● WHAT YOU ARE ASKED TO DO
Rewrite the passage on antivirus software from "Mikko Hypponen of" up to and including "to our weapons.", renaming every "attackers" as "intruders".

Mikko Hypponen of F-Secure, an antivirus company, wrote an interesting post discussing the limits of antivirus software.  Of particular note is that Flame, Stuxnet, and Duqu were all reported to antivirus firms months or years before they were flagged as malware.  He suggests that his and other antivirus firms failed because of the sophistication of Western intelligence agencies:

“As far as we can tell, before releasing their malicious codes to attack victims, the attackers tested them against all of the relevant antivirus products on the market to make sure that the malware wouldn’t be detected. They have unlimited time to perfect their attacks. It’s not a fair war between the attackers and the defenders when the attackers have access to our weapons.

We really should have been able to do better. But we didn’t. We were out of our league, in our own game.”

I think he’s fooling himself. And we’re fooling ourselves if we think that only sophisticated Western intelligence agencies can beat antivirus software.

● RECORDED DATA
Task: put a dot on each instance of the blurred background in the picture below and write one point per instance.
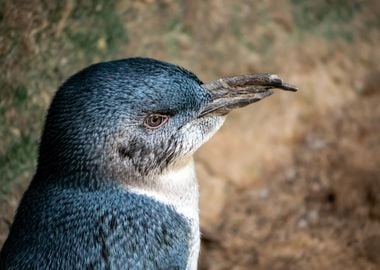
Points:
(292, 182)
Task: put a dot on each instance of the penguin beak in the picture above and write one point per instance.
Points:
(239, 91)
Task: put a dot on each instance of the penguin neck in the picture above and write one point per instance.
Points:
(177, 186)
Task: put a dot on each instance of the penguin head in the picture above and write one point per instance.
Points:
(129, 120)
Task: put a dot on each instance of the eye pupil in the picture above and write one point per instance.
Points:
(155, 120)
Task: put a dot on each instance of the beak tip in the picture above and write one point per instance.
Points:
(278, 82)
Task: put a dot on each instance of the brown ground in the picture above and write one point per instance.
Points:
(292, 182)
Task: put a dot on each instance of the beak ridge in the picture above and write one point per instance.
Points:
(239, 91)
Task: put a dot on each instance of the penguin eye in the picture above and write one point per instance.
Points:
(155, 120)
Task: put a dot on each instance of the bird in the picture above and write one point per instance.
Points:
(115, 185)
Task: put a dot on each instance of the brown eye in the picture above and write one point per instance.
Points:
(155, 120)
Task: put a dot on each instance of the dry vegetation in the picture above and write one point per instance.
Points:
(292, 182)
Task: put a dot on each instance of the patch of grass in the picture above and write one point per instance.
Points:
(18, 158)
(95, 28)
(328, 19)
(20, 95)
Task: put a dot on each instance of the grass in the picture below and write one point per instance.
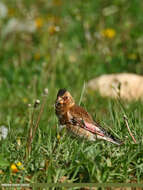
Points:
(67, 49)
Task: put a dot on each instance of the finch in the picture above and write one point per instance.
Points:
(78, 121)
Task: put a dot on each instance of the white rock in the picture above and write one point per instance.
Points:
(126, 85)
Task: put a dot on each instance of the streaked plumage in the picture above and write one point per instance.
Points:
(78, 120)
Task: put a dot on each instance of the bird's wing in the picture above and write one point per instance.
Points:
(79, 116)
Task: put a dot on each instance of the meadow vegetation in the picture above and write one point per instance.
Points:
(63, 44)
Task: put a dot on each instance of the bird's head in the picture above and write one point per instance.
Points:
(64, 99)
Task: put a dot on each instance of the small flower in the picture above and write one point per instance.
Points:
(58, 137)
(3, 132)
(46, 91)
(20, 165)
(108, 33)
(1, 172)
(11, 12)
(37, 56)
(132, 56)
(29, 105)
(37, 102)
(19, 142)
(39, 22)
(25, 100)
(14, 168)
(72, 58)
(53, 29)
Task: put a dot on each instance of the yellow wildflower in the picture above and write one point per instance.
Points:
(108, 33)
(39, 22)
(14, 168)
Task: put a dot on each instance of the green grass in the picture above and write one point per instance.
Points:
(46, 58)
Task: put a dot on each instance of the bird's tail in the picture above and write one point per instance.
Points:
(110, 139)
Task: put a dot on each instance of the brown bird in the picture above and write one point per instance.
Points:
(78, 120)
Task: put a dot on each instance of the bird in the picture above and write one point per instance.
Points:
(78, 121)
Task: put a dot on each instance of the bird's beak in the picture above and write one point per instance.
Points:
(59, 101)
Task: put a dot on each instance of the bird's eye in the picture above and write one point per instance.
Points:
(65, 97)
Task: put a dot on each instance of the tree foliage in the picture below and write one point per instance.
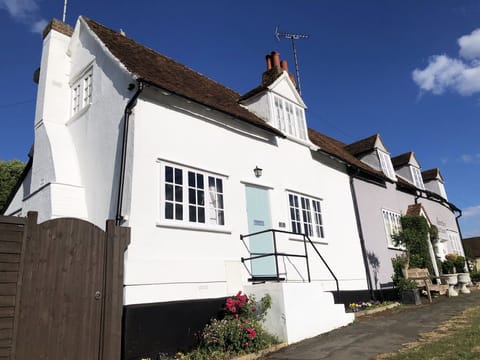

● RESULT OF THIS TASK
Mikko Hypponen of F-Secure, an antivirus company, wrote an interesting post discussing the limits of antivirus software.  Of particular note is that Flame, Stuxnet, and Duqu were all reported to antivirus firms months or years before they were flagged as malware.  He suggests that his and other antivirus firms failed because of the sophistication of Western intelligence agencies:

“As far as we can tell, before releasing their malicious codes to attack victims, the intruders tested them against all of the relevant antivirus products on the market to make sure that the malware wouldn’t be detected. They have unlimited time to perfect their attacks. It’s not a fair war between the intruders and the defenders when the intruders have access to our weapons.